== Dataset records ==

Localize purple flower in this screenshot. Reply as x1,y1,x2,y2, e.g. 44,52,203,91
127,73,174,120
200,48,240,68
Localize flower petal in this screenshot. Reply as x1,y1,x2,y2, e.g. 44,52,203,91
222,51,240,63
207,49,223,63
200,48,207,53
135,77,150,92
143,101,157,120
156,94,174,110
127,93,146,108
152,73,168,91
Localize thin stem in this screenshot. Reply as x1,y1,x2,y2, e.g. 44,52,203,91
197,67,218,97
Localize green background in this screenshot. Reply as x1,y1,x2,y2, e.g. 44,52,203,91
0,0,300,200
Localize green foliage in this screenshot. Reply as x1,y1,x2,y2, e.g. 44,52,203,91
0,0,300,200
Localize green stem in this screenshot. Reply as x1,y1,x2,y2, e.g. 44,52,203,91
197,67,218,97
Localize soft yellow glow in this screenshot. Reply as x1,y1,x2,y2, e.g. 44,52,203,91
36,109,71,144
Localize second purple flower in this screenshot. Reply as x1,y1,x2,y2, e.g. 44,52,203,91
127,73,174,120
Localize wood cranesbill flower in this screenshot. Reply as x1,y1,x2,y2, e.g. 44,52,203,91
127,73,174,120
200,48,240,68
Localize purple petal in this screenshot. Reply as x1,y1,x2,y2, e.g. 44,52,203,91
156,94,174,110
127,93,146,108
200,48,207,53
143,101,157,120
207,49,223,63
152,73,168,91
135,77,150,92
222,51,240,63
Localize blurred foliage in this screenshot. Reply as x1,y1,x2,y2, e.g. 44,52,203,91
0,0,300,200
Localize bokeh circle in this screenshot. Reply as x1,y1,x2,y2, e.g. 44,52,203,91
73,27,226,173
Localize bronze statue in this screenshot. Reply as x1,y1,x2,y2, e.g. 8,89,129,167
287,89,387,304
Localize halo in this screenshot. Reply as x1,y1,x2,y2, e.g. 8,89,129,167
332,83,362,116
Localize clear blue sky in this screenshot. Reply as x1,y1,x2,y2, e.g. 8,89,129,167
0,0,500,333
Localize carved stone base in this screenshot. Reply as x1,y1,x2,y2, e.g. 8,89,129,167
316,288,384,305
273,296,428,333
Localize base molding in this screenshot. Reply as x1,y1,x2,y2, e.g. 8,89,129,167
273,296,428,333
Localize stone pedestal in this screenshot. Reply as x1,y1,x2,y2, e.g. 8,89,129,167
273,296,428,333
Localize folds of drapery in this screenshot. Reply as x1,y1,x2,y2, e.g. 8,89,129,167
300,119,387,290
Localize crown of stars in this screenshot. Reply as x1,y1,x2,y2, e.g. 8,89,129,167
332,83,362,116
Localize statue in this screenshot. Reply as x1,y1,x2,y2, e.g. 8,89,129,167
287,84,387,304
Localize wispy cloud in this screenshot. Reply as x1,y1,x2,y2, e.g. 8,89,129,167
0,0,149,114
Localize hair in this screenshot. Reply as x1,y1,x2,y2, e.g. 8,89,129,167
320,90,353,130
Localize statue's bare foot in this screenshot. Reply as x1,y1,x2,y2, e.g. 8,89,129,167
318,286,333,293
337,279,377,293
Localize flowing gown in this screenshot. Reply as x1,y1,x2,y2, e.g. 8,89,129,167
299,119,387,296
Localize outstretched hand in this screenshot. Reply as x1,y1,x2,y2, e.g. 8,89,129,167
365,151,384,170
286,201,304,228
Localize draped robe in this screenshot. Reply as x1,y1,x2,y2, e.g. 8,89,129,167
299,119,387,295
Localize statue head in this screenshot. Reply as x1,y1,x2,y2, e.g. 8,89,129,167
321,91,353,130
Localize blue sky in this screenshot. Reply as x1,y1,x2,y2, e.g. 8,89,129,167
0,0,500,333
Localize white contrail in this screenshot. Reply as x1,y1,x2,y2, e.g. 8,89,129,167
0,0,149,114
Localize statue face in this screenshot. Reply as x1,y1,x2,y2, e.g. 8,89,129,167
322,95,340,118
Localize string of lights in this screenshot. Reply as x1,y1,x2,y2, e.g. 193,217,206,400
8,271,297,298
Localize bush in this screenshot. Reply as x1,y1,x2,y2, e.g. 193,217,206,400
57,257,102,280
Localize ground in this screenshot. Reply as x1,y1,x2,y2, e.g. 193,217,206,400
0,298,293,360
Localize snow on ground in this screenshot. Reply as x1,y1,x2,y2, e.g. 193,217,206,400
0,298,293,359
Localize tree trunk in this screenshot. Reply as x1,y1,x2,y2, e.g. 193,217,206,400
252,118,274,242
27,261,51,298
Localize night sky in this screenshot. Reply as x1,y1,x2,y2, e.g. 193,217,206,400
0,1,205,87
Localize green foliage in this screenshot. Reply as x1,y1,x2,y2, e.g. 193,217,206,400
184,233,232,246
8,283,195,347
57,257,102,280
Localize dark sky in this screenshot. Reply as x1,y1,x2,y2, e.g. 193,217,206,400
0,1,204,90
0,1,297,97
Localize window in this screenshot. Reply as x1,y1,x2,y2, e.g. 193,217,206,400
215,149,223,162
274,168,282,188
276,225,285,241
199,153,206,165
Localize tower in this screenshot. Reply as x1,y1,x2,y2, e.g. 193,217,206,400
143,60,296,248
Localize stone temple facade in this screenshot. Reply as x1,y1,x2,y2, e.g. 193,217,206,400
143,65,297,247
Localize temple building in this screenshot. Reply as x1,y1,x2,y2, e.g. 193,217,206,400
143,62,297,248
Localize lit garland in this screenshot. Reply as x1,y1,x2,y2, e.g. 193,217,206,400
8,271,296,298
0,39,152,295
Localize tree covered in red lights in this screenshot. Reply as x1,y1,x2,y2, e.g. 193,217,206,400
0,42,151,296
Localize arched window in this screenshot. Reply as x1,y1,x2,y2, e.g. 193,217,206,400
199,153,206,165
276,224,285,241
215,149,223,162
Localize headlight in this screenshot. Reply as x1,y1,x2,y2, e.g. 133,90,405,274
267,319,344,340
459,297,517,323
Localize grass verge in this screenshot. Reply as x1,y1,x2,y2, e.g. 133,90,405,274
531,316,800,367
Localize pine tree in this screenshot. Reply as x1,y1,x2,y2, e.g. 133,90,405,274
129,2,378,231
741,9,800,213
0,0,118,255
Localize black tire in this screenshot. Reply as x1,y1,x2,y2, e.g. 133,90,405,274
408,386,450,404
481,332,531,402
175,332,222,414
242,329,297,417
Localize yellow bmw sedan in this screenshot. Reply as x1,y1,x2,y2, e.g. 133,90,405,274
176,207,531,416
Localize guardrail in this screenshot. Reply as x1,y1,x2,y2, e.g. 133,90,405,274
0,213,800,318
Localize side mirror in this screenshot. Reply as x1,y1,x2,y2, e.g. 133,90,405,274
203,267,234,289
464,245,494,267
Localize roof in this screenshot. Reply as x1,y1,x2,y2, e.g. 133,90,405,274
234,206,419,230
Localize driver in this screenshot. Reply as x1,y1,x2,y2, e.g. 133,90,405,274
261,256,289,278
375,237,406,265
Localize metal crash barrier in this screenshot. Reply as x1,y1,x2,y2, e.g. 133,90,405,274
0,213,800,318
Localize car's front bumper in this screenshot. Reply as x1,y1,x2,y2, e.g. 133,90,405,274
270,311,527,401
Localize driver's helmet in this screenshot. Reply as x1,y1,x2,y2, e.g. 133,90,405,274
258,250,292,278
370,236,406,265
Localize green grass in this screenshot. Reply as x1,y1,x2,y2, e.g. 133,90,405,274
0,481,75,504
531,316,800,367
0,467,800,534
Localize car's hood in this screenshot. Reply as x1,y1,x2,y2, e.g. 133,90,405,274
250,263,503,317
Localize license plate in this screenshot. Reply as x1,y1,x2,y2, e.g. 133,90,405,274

===

Task prompt:
In the data above, change every "Localize" to "Locate" and leave everything else as it is.

The solution:
Locate purple flower in this screenshot. Reply as x1,y1,x2,y2, e.g. 44,52,203,91
127,73,174,120
200,48,240,68
Locate flower petal in this screenshot. Reply as x1,y1,x2,y2, e.g. 44,52,203,91
222,51,240,63
207,49,223,63
200,48,207,53
135,77,150,92
143,101,157,120
156,94,174,110
127,93,146,108
152,73,168,91
Locate thin stem in this screenshot. Reply as x1,y1,x2,y2, e.g. 44,52,203,91
197,67,218,97
Locate green background in this screenshot. Reply as x1,y1,x2,y2, e.g. 44,52,203,91
0,0,300,200
Locate green foliage in this screenshot. Reply as x1,y1,x2,y2, e.g. 44,52,203,91
0,0,300,200
Locate green stem in this screenshot. Reply as x1,y1,x2,y2, e.g. 44,52,203,91
197,67,218,97
Locate soft yellow glow in this screenshot. Reply as x1,y1,x2,y2, e.g. 44,52,203,91
36,109,71,144
Locate second purple flower in this screenshot. Reply as x1,y1,x2,y2, e.g. 44,52,203,91
127,73,174,120
Locate wood cranesbill flower in this screenshot. Reply as x1,y1,x2,y2, e.g. 44,52,203,91
127,73,174,120
200,48,240,68
Locate purple petal in this screenshot. Reply as x1,y1,x2,y2, e.g. 44,52,203,91
156,94,174,110
127,93,146,108
200,48,207,53
143,101,157,120
207,49,223,63
152,73,168,91
135,77,150,92
222,51,240,63
Locate blurred foliage in this screenshot. Reply as x1,y1,x2,y2, e.g. 44,52,203,91
0,0,300,200
Locate bokeh circle in this screenshot. Reply as x1,y1,x2,y2, e.g. 44,52,203,91
73,27,226,173
Locate bronze statue in this screenshot. Reply as x1,y1,x2,y2, e.g. 8,89,129,167
287,89,387,304
Locate halo in this screenshot. Reply as x1,y1,x2,y2, e.g. 8,89,129,167
332,83,362,116
Locate clear blue sky in this screenshot. Reply as x1,y1,x2,y2, e.g. 8,89,129,167
0,0,500,333
Locate carved stone base in this screenshot. Reply as x1,y1,x2,y2, e.g. 8,89,129,167
316,288,384,305
273,296,428,333
Locate base molding in this screenshot. Reply as x1,y1,x2,y2, e.g. 8,89,129,167
273,296,428,333
Locate stone pedestal in this screenshot. Reply as x1,y1,x2,y2, e.g. 8,89,129,167
273,296,428,333
Locate folds of drapery in this screenshot. Reply as x1,y1,x2,y2, e.g. 8,89,129,167
300,119,387,290
Locate crown of stars in this screenshot. Reply as x1,y1,x2,y2, e.g. 8,89,129,167
332,83,362,116
Locate statue in this screenshot. Reply as x1,y1,x2,y2, e.g. 8,89,129,167
287,84,387,304
Locate wispy cloud in this screenshot. Reply as x1,y1,x2,y2, e.g. 8,89,129,167
0,0,149,114
Locate hair in this screenshot. Reply as x1,y1,x2,y2, e.g. 8,89,129,167
320,90,353,130
Locate statue's bare foot in this screenshot. Reply as x1,y1,x2,y2, e.g. 8,89,129,167
318,286,333,293
337,279,377,293
Locate flowing gown in this screenshot. Reply as x1,y1,x2,y2, e.g. 8,89,129,167
299,119,387,296
Locate outstretched hand in this screenshot. Reply as x1,y1,x2,y2, e.g. 8,89,129,167
365,151,384,170
286,201,304,228
Locate draped robe in this screenshot. Reply as x1,y1,x2,y2, e.g. 8,89,129,167
299,119,387,295
Locate statue head in this screenshot. Reply as x1,y1,x2,y2, e.g. 8,89,129,167
321,91,353,130
Locate blue sky in this screenshot. Reply as x1,y1,x2,y2, e.g. 8,89,129,167
0,0,500,333
Locate white contrail in this screenshot. Reply as x1,y1,x2,y2, e.g. 8,89,129,167
0,0,149,114
Locate statue face in this screenshot. Reply as x1,y1,x2,y2, e.g. 8,89,129,167
322,95,340,118
Locate string of lights in this screenshot. Reply as x1,y1,x2,y2, e.g. 193,217,206,400
8,271,297,298
Locate bush in this screenshot. Reply as x1,y1,x2,y2, e.g. 193,217,206,400
57,257,102,280
Locate ground in this screenshot. Reply as x1,y1,x2,y2, e.g. 193,217,206,400
0,298,293,360
Locate snow on ground in this screenshot. Reply as x1,y1,x2,y2, e.g. 193,217,206,400
0,298,293,359
Locate tree trunk in this screenshot. Reply as x1,y1,x2,y2, e.g. 193,217,206,400
252,118,274,242
27,261,51,298
Locate night sky in this screenshot. Reply as x1,y1,x2,y2, e.g. 193,217,206,400
0,1,205,87
Locate green foliage in this screenshot. Reply as x1,y1,x2,y2, e.g. 193,217,206,400
184,233,232,246
8,283,195,347
57,257,102,280
Locate dark sky in this screenshot. Reply as x1,y1,x2,y2, e.g. 193,217,206,400
0,1,204,90
0,1,297,97
Locate window in this screenshot. Reply as x1,y1,x2,y2, e.g. 193,217,206,400
215,149,223,162
274,168,282,188
276,225,285,241
199,153,206,165
Locate tower in this screenshot. Reply as x1,y1,x2,y2, e.g. 193,217,206,400
143,60,296,248
Locate stone temple facade in this screenshot. Reply as x1,y1,x2,y2, e.g. 193,217,206,400
143,65,297,247
Locate temple building in this screenshot. Reply as x1,y1,x2,y2, e.g. 193,217,206,400
143,62,297,248
Locate lit garland in this screenshot. Reply as x1,y1,x2,y2, e.g. 193,217,206,400
8,271,296,298
0,39,152,295
Locate tree covered in red lights in this screenshot. Reply as x1,y1,x2,y2, e.g. 193,217,206,400
0,42,151,296
Locate arched window in this screenshot. Reply as x1,y1,x2,y2, e.g. 193,217,206,400
199,153,206,165
276,224,285,241
215,149,223,162
Locate headlight in this screenshot. Reply as x1,y1,x2,y2, e.g. 133,90,405,274
267,319,344,340
459,297,517,323
Locate grass verge in this screenshot. Reply as x1,y1,x2,y2, e.g. 133,90,405,274
531,316,800,367
Locate pine tree in this screenshot. Reply as x1,y1,x2,y2, e.g. 133,90,405,274
129,2,378,231
741,9,800,213
0,0,118,255
Locate black tire in this screenshot. Reply as x1,y1,x2,y2, e.g. 133,90,405,274
408,386,450,404
481,332,531,402
175,332,222,414
242,329,297,417
Locate yellow bmw sedan in this screenshot. Reply as x1,y1,x2,y2, e.g. 133,90,405,274
176,207,531,416
Locate guardrail in this screenshot. Reply as x1,y1,x2,y2, e.g. 133,90,405,274
0,213,800,318
Locate side mirror in this screenshot. Reply as x1,y1,x2,y2, e.g. 133,90,405,274
203,267,234,289
464,245,494,267
Locate roof in this screenshot. Reply as x1,y1,x2,y2, e.g. 133,90,405,274
234,206,419,230
Locate driver in this screenshot. Reply as x1,y1,x2,y2, e.g. 133,90,405,274
261,256,289,278
375,237,406,265
Locate metal crash barrier in this screenshot. Reply as x1,y1,x2,y2, e.g. 133,90,405,274
0,213,800,318
Locate car's front bumper in this screenshot. Reply as x1,y1,x2,y2, e.g. 133,90,405,274
270,311,527,401
Locate driver's helmet in this screenshot. Reply as x1,y1,x2,y2, e.g. 133,90,405,274
258,250,292,278
370,236,406,265
Locate green grass in this screenshot. Reply as x1,y1,x2,y2, e.g. 133,90,405,274
0,481,75,504
531,316,800,367
0,467,800,534
Locate car's hood in this screenshot. Reply as x1,y1,x2,y2, e.g. 133,90,405,274
250,263,503,317
Locate license plate in this screenshot. Reply as x1,y1,x2,y2, e.g. 133,90,405,274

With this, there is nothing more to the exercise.